Please copy the listing word for word, from its first line through the line that contains "M548 174L543 156L535", and stop after that line.

____________

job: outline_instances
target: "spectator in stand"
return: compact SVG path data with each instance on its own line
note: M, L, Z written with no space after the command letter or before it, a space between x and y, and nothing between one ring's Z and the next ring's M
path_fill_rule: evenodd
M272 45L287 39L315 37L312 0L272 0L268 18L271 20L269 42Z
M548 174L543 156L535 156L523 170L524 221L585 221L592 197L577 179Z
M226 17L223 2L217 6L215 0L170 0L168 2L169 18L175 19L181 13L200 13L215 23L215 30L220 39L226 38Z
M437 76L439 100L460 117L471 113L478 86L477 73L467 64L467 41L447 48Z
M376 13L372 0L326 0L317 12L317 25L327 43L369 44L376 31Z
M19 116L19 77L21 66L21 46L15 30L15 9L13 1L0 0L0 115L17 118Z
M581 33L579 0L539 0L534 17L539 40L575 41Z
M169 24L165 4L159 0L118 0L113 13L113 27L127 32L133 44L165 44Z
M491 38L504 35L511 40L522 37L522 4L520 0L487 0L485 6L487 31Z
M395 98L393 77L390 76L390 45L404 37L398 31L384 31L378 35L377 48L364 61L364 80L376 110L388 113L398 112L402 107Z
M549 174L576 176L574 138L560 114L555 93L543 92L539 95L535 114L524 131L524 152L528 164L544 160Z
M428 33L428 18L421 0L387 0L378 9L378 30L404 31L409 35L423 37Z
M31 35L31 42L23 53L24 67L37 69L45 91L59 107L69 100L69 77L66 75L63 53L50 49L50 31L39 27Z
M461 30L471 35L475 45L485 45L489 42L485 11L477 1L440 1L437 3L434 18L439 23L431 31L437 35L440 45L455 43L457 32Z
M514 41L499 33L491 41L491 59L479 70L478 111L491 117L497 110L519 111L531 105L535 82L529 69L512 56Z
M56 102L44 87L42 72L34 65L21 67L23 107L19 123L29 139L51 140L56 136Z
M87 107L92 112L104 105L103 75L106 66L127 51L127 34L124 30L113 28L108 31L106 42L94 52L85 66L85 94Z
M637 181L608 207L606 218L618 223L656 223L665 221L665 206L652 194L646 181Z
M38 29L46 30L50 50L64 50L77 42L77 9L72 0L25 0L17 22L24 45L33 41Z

____________

▶ **WORKED SOLUTION**
job: outline_instances
target: "spectator in stand"
return: compact SVG path data with each instance on its own line
note: M, L, Z written with no space after the command letter or before it, a space between x and y, and nothing between one ring's Z and the next ring's M
path_fill_rule: evenodd
M272 45L287 39L315 37L312 0L272 0L268 18L271 20L269 42Z
M548 174L543 156L535 156L523 170L524 221L585 221L592 197L577 179Z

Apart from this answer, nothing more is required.